**Ausgewählter Textauszug**
'''

O-Ton: "Wenn Sie eine Wahlprognose mit plus oder minus drei Prozent abgeben für diese vier Parteien - plus-minus drei Prozent für die großen und plus-minus zwei Prozent für die kleinen oder so was -, dann ist kein Mensch mehr an Ihrer Prognose interessiert. Plus-minus drei Prozent für die CDU würde bedeuten, ja irgendwo zwischen 42 und 48 Prozent. Würden Sie dafür 50.000 Mark ausgeben? Und selbst wenn die Leute jetzt bei Parteien ein solche Aussage machen: CDU auf plus-minus drei Prozent, SPD auf plus-minus drei Prozent und Grüne und FDP auf plus-minus zwei Prozent, dann ist diese Aussage immer noch mit einer Wahrscheinlichkeit von vielleicht 20 Prozent falsch."

Nun werden Sie zu Recht einwenden, das kann doch alles gar nicht wahr sein, schließlich fallen die Wahlprognosen ja gar nicht so schlecht aus, wie es der Mathematikprofessor Ulmer aufgrund der Theorie und aufgrund seiner Computersimulation vorhersagt. Richtig: Aber deshalb stimmt die Theorie, stimmen die Simulationen trotzdem. Nur: Wahlprognosen werden allesamt "getürkt", sprich "gewichtet". Die Meinungsforschungsinstitute haben dazu verschiedene "Hokuspokussysteme" entwickelt, die auf den ersten Blick durchaus einen wissenschaftlichen Eindruck erwecken, in Wahrheit aber Taschenspielertricks sind. Daß Wahlprognosen oft recht genau ausfallen, wenigstens hierzulande, hat einen ganz einfachen Grund:

O-Ton: "In der Bundesrepublik sind die Verhältnisse relativ stabil. Da geht es mal bei einer Partei einige wenige Prozente rauf und runter. Und Sie wissen auch aus historischen Gründen, in welchen Größenordnungen sich die CDU und die SPD bewegen; und diese Information, die da eingeht, ist mehr als aus einer Meinungsumfrage herauskommen kann. Das ist in de facto wirklich mehr eine Fortschreibung an das letzte Wahlergebnis. Ich meine, was die messen und was die hinterher publizieren oder auf den Bildschirm bringen, das hat doch sehr wenig miteinander zu tun. Die Sache ist weitgehend spekulativ und sie funktioniert von Zeit zu Zeit, einfach weil die Verhältnisse stabil sind. Wenn Sie große Veränderungen hätten, wie manchmal in England oder in Frankreich, von Wahl zu Wahl, dann würden den Leuten die Felle sehr bald davonschwimmen."

'''

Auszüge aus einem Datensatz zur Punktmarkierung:
'''

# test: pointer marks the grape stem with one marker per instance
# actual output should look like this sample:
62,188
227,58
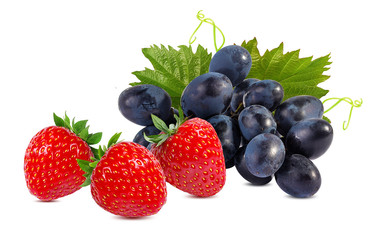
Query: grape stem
202,19
356,103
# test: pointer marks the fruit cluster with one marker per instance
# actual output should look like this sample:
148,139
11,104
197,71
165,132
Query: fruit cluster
225,120
261,135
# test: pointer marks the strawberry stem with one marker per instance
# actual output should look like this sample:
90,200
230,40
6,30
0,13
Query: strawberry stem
167,131
88,166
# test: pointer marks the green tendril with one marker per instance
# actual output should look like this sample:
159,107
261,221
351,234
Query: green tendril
356,103
202,19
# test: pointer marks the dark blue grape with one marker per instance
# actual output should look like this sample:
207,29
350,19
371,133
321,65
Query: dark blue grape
229,136
264,155
296,109
241,167
239,91
139,102
310,137
233,61
207,95
267,93
255,120
148,130
298,176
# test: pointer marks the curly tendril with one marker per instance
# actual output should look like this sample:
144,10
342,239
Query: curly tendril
356,103
202,19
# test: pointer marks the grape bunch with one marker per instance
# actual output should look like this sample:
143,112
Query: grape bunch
262,136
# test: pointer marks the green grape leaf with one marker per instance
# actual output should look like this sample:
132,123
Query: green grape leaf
173,69
298,76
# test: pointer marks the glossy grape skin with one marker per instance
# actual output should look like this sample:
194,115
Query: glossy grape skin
310,137
296,109
207,95
239,91
241,167
229,136
254,120
264,155
268,93
149,130
233,61
139,102
298,176
171,119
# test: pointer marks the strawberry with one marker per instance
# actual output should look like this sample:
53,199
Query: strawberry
50,166
191,155
127,181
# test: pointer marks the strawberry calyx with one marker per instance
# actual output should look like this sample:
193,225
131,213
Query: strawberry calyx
80,128
166,131
88,166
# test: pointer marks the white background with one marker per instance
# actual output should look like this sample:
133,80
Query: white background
77,56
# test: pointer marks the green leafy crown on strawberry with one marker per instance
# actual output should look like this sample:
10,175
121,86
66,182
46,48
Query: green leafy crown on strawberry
80,128
167,131
88,166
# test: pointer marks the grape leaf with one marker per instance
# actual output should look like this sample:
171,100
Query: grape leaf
298,76
173,69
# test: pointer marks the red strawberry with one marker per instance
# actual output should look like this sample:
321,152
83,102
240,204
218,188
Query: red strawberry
127,181
50,166
191,156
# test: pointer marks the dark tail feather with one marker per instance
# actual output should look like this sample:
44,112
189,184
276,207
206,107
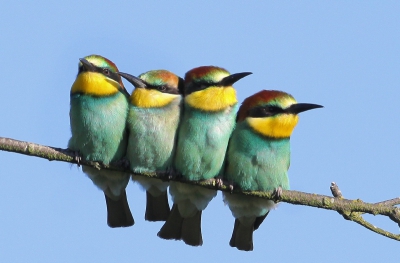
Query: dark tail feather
118,212
191,230
157,208
242,236
172,228
259,220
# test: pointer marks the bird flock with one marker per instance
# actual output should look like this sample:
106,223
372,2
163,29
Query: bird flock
191,128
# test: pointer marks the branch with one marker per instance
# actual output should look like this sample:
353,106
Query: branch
349,209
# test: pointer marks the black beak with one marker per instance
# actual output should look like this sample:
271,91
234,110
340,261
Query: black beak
300,107
228,81
138,83
87,65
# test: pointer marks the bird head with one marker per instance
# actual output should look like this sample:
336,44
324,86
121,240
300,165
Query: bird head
155,88
97,76
209,88
272,113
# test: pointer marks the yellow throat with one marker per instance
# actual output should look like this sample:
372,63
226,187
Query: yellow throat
151,98
96,84
280,126
212,98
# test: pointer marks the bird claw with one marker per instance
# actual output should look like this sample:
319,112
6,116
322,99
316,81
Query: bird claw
77,157
230,186
171,174
277,193
124,163
219,182
97,165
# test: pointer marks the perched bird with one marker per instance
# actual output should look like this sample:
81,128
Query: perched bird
99,108
208,119
153,119
258,158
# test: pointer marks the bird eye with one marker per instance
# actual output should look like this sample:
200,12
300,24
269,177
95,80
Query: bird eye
106,71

'''

**Arbeitsanweisungen**
A - Zwischen welchen Werten läge die CDU laut dem Textauszug über Wahlprognosen bei einer Angabe von plus-minus drei Prozent?
B - Bitte gib die Zeilen des Datensatzes zur Punktmarkierung von der Zeile mit „# test: pointer marks the perched“ bis einschließlich der letzten Zeile samt den Vorgabezeilen erneut aus. Skaliere dabei nur die Koordinaten der Antworten mit dem Faktor 2,5 und runde auf ganze Zahlen, Hälften aufgerundet; die Beispielwerte bleiben unverändert.
Textauszug und Zeilen sind voneinander unabhängiges Material.

**Ergebnisse je Aufgabe**
A - Irgendwo zwischen 42 und 48 Prozent.

B -
# test: pointer marks the perched bird with one marker per instance
# actual output should look like this sample:
81,128
Query: perched bird
248,270
520,298
383,298
645,395
# test: pointer marks the bird eye with one marker per instance
# actual output should look like this sample:
200,12
300,24
269,177
95,80
Query: bird eye
265,178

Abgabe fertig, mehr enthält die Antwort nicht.